» Goal
Word for word, transcribe the lines from the one containing "Pin every instance of the brick" through the end of the entries, both included, and nothing else.

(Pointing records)
◇ ◇ ◇ ◇
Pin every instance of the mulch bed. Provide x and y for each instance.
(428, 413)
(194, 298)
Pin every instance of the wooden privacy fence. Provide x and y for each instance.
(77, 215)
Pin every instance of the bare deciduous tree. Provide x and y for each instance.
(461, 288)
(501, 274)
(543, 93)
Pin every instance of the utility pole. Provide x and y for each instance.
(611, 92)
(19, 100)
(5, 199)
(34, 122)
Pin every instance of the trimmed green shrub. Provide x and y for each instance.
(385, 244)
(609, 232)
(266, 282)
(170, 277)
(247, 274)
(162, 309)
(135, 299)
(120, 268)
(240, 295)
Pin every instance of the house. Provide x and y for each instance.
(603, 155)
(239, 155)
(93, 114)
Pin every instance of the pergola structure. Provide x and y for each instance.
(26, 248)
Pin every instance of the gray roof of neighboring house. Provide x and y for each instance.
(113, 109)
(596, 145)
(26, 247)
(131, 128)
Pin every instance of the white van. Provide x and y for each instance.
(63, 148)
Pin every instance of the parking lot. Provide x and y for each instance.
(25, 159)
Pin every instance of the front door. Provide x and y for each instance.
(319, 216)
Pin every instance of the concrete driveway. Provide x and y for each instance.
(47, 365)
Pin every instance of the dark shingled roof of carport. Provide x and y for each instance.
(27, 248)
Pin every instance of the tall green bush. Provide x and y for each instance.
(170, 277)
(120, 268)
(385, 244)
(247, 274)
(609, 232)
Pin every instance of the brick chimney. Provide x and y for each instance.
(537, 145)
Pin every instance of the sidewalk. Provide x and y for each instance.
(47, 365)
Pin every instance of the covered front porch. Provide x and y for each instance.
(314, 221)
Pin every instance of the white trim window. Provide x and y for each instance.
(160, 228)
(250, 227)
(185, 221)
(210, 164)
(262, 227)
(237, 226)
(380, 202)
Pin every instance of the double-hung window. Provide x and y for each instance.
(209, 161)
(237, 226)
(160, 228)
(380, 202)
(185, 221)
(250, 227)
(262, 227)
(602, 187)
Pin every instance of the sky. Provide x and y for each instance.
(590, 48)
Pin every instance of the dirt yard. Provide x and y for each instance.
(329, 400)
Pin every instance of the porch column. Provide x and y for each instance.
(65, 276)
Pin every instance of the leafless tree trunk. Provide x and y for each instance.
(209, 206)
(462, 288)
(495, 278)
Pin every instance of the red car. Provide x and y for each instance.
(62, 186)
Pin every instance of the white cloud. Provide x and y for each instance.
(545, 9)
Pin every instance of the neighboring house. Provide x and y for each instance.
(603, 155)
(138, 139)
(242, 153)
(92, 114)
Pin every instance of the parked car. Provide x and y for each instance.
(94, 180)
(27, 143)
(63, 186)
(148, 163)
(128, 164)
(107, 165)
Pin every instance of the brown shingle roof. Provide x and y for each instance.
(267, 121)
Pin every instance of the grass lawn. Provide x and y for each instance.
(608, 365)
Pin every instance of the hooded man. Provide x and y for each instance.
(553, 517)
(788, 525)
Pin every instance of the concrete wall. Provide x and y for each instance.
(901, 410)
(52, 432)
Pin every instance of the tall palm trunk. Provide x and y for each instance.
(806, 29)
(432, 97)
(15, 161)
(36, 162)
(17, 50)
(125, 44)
◇ ◇ ◇ ◇
» Response to the task
Pin every instance of the brick chimney. Provide x and y for each instance.
(537, 145)
Pin every instance of the sidewalk. Provide x and y for each instance.
(47, 365)
Pin every instance of the covered front porch. Provide x and y for each instance.
(314, 221)
Pin every instance of the white trim window. Provide x and y for each instance.
(160, 228)
(250, 227)
(185, 221)
(210, 164)
(262, 227)
(237, 226)
(380, 202)
Pin every instance of the double-hung window. Provide x and y for each instance.
(209, 161)
(237, 226)
(160, 228)
(380, 202)
(185, 221)
(250, 227)
(262, 227)
(602, 187)
Pin every instance of the sky. Provide x and y for each instance.
(590, 48)
Pin every instance of the dirt yard. Provide x and y for each instance.
(329, 400)
Pin every instance of the porch column. Provide x and y for each instance.
(65, 276)
Pin every instance of the leafless tree trunk. Provide x and y for each instance.
(209, 206)
(462, 288)
(495, 278)
Pin every instance of the red car. Provide x and y for each instance.
(62, 186)
Pin every instance of the white cloud. Provide x and y for each instance.
(545, 9)
Pin every instance of the neighboring house. Provide x and y for each instance.
(603, 155)
(138, 139)
(242, 153)
(92, 114)
Pin every instance of the parked car. Provide x and y for each instance.
(94, 180)
(27, 143)
(63, 186)
(148, 163)
(128, 164)
(107, 165)
Pin every instance of the brown shingle roof. Provide x and y for each instance.
(267, 121)
Pin every instance of the grass lawn. Provide x and y for each instance.
(608, 365)
Pin every instance of the hooded man. Provide x and y for each instance.
(553, 517)
(788, 525)
Pin every instance of the concrete wall. Provide x and y for each instance.
(901, 410)
(52, 432)
Pin every instance of the tall palm trunk. Provide x and y for each instance.
(806, 29)
(432, 97)
(15, 161)
(36, 162)
(17, 50)
(125, 44)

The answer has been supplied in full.